> PROBLEM TO SOLVE
List every line of the items below that contains the word "bare", matching its case exactly.

(Extracted records)
● ● ● ● ●

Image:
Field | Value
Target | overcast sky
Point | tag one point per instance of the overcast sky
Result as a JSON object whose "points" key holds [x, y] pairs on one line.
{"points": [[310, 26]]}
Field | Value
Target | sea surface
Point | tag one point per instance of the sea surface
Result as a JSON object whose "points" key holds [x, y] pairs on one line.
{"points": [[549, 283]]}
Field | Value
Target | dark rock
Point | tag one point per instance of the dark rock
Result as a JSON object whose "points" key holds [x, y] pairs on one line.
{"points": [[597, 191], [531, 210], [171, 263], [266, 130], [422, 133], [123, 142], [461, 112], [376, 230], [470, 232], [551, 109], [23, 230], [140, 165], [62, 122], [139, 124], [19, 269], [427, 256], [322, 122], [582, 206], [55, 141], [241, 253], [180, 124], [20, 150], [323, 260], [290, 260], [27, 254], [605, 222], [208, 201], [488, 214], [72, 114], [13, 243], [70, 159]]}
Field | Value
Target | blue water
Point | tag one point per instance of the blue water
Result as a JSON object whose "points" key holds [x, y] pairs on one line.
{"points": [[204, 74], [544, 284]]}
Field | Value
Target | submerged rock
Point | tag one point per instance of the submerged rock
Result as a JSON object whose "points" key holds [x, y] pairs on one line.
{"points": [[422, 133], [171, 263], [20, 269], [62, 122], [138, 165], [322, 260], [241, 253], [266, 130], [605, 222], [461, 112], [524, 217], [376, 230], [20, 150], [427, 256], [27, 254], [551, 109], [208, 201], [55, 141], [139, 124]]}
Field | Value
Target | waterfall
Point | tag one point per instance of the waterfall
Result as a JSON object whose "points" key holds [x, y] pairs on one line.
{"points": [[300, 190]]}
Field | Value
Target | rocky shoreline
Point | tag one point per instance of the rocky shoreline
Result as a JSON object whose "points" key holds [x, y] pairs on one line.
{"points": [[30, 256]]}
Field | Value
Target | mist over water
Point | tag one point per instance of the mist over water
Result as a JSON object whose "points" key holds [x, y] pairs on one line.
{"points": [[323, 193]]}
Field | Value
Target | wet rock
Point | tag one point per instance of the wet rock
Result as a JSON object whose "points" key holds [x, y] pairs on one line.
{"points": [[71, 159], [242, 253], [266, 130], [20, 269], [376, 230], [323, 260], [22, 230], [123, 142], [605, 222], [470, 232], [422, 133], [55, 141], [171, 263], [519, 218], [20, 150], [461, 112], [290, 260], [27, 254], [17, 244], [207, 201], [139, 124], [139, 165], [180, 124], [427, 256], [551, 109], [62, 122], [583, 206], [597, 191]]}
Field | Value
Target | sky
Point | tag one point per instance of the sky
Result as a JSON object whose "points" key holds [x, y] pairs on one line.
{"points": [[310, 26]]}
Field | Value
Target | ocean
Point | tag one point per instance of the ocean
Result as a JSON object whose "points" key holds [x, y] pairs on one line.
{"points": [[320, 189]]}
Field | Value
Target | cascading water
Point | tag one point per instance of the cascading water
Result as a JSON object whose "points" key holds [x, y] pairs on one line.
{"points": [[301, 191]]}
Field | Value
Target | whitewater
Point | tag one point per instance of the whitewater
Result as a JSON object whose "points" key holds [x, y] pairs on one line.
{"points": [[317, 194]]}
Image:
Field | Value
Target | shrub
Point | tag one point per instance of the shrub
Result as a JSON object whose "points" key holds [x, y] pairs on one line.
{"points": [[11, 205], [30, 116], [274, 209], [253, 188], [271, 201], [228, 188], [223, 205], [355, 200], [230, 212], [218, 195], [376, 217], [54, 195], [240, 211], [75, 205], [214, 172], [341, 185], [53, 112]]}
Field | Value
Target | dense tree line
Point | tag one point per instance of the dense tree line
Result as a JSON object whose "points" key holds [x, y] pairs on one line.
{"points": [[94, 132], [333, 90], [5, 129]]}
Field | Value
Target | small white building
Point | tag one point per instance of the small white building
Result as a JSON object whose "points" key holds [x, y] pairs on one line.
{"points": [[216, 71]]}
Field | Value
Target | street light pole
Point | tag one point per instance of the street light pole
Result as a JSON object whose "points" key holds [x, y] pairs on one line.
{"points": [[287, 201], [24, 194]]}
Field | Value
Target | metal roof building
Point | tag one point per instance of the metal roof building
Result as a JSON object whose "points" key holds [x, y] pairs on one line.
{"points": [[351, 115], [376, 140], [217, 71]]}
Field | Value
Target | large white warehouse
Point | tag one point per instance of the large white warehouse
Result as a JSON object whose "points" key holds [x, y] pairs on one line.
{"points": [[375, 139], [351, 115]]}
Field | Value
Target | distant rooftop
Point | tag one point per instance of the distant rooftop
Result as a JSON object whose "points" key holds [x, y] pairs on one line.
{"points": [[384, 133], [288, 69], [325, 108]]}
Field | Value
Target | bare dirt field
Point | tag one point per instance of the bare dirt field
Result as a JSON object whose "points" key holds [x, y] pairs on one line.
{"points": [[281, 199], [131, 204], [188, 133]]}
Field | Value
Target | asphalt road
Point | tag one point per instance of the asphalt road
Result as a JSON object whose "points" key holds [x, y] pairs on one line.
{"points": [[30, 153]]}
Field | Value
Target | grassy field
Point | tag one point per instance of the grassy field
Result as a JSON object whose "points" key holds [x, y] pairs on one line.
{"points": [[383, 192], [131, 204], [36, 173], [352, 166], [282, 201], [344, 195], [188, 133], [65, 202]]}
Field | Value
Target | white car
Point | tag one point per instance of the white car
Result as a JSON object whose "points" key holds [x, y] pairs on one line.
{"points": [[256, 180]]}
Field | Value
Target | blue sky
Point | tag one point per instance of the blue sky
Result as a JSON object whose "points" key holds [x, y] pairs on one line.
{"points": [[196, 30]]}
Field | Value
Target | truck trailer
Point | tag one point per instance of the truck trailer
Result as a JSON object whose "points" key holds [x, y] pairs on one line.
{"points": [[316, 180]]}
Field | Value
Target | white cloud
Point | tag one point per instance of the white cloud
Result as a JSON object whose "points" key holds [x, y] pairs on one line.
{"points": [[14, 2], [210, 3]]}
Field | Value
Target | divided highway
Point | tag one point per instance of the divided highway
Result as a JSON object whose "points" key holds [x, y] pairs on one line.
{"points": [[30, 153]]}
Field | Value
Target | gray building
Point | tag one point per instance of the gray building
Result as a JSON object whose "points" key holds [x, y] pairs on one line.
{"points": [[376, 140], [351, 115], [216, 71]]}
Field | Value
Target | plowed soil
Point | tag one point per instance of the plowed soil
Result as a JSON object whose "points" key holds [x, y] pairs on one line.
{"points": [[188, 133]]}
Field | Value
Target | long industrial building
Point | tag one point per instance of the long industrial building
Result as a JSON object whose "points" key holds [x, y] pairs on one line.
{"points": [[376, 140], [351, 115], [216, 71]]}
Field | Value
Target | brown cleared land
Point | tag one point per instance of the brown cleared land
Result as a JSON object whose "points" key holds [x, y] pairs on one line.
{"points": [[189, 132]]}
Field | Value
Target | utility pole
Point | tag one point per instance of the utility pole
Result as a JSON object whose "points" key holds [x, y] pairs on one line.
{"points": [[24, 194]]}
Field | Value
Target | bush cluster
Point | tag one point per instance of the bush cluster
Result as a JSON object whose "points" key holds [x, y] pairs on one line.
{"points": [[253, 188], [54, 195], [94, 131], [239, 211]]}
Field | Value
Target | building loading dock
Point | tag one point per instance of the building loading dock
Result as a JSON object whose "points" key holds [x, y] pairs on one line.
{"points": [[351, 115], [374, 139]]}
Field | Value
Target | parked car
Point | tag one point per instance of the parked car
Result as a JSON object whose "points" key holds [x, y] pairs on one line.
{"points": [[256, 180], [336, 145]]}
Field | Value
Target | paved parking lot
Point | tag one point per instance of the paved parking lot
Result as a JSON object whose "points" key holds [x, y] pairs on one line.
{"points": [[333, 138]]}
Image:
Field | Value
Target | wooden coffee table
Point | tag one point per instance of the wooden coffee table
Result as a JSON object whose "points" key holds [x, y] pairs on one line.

● ● ● ● ●

> OUTPUT FOR THIS TASK
Target | bare dirt field
Point | tag one point per instance of the bare dirt field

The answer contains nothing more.